(Coordinate labeling data)
-- -- --

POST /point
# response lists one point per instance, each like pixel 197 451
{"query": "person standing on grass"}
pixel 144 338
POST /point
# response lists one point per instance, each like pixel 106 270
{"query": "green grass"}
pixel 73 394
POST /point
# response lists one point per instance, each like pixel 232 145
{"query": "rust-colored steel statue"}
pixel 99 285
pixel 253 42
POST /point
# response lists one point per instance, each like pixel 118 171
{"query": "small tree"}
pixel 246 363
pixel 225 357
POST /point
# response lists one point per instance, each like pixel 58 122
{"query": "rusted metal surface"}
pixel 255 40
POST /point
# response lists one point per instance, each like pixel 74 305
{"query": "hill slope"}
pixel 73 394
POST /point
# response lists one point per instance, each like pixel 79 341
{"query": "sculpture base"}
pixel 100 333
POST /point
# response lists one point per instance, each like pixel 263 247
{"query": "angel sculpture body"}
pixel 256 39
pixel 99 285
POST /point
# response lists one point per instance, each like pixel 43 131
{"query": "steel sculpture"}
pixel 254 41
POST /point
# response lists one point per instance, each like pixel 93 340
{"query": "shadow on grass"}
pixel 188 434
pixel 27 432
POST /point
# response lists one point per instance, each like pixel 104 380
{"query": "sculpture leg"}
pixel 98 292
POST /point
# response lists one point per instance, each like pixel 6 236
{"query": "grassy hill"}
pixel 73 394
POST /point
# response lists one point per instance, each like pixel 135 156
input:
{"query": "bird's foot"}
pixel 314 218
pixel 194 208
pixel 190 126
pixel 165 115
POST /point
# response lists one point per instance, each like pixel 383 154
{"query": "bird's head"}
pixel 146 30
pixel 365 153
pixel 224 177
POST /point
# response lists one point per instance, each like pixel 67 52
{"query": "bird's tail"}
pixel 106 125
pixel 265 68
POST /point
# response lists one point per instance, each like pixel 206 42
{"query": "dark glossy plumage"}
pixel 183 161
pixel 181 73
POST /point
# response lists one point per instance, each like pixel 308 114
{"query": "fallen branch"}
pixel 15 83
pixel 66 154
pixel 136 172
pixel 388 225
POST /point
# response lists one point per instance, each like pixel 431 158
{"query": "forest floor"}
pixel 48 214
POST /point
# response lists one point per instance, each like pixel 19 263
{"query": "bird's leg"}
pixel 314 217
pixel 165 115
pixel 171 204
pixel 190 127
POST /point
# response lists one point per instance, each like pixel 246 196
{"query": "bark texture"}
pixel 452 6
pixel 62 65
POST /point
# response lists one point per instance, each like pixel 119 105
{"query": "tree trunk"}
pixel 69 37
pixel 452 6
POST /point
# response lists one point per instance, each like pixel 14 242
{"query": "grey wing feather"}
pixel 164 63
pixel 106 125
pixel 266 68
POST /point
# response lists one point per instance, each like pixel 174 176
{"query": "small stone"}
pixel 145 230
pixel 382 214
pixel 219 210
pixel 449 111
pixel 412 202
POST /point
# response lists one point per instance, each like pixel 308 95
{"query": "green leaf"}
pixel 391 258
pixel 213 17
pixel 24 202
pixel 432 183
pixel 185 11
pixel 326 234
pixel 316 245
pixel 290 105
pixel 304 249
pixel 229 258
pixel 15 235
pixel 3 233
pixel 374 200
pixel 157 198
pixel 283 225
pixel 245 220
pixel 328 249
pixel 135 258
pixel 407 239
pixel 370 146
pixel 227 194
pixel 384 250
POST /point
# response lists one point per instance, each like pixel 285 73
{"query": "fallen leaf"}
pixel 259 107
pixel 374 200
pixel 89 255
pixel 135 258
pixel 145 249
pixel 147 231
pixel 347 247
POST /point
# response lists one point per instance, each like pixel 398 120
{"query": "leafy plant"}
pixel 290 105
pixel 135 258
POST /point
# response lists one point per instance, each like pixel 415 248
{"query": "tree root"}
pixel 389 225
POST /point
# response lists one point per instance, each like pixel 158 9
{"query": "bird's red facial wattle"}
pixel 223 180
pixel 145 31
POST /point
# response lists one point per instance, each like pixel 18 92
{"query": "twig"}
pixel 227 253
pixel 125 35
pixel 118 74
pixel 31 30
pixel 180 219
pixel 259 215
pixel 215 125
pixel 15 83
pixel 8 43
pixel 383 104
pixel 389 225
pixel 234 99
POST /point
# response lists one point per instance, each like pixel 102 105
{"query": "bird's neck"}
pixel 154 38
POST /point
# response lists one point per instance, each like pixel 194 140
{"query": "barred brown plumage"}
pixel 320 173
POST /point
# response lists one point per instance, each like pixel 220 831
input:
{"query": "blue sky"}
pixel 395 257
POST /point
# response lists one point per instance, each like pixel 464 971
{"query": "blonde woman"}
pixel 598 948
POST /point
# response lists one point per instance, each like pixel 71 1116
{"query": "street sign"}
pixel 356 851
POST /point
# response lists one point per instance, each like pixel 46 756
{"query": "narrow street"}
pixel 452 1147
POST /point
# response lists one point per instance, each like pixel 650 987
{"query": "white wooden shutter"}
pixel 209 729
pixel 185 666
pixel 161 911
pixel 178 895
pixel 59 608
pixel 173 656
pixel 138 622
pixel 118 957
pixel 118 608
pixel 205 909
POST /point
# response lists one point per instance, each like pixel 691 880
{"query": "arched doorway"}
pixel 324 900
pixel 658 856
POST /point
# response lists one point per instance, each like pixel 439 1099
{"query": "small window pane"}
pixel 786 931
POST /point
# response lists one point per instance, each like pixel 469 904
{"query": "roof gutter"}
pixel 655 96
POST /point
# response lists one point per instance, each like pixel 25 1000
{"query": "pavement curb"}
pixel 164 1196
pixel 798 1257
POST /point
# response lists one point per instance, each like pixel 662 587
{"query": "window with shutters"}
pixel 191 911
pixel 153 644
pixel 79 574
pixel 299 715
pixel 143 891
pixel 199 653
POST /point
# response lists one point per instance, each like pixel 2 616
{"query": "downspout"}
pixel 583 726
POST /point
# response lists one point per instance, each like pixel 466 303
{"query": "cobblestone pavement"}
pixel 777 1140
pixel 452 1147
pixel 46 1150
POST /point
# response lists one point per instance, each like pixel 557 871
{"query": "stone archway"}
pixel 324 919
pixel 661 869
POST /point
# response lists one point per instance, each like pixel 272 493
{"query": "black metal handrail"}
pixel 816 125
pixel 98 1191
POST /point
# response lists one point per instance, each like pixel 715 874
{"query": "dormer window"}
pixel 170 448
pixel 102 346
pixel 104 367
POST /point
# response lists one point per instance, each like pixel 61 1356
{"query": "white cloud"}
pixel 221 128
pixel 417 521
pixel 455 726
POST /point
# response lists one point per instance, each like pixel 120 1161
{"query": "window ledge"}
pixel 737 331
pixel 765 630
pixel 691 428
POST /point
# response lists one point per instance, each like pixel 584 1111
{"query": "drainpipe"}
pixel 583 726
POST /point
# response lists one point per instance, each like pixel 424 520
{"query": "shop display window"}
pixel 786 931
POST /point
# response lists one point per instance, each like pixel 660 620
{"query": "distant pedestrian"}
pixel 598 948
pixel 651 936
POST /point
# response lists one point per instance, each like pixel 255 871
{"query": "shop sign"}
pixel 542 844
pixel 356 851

-- -- --

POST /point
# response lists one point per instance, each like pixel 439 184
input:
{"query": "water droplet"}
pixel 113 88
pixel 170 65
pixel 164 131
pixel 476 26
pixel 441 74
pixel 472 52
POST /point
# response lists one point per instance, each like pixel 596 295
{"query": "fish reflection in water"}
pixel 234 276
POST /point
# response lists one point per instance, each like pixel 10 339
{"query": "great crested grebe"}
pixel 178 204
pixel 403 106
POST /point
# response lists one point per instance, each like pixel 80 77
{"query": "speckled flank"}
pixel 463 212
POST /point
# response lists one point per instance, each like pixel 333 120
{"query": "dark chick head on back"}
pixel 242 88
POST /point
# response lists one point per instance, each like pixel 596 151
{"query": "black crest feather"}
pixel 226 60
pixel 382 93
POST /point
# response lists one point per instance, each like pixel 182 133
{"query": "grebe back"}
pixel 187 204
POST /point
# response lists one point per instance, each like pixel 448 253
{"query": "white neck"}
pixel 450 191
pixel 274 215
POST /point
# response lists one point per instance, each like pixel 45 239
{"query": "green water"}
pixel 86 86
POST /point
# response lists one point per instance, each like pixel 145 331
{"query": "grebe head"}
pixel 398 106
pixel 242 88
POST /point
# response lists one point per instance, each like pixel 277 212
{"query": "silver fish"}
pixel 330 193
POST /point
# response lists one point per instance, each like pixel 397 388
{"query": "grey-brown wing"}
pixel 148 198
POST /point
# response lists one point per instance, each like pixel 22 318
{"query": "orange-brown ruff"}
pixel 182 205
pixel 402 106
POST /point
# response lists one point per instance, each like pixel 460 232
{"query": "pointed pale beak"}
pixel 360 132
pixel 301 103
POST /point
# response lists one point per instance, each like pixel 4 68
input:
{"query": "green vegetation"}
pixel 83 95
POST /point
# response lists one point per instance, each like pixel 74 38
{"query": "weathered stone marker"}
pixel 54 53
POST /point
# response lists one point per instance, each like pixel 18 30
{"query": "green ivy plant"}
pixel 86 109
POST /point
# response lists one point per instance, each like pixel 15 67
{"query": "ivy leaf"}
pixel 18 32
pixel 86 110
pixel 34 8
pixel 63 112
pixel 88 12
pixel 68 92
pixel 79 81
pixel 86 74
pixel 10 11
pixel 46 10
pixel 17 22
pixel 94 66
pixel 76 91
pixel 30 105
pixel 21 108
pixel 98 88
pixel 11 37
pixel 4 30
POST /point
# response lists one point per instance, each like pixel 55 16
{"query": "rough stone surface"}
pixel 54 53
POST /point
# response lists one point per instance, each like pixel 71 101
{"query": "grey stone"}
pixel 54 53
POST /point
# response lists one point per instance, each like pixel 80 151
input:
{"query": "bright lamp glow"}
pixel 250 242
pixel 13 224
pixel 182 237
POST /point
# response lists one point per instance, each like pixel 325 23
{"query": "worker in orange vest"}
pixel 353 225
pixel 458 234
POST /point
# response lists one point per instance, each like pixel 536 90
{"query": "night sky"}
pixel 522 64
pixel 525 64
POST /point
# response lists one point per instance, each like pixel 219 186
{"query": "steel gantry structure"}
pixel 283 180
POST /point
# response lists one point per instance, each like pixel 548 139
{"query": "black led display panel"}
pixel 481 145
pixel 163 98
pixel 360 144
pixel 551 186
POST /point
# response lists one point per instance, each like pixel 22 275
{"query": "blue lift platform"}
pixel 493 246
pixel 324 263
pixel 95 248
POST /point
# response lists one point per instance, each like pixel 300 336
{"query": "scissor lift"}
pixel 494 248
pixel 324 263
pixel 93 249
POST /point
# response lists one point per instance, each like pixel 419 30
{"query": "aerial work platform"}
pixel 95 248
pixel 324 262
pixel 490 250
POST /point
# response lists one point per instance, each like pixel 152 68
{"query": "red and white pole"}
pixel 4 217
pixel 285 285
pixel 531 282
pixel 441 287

-- -- --

WRITTEN REQUEST.
Report each line of the data above that contains the word "back", copying every such line in full. Matches must have the same letter case.

EXPECTED ANSWER.
{"query": "dark chick head on back"}
{"query": "grebe back"}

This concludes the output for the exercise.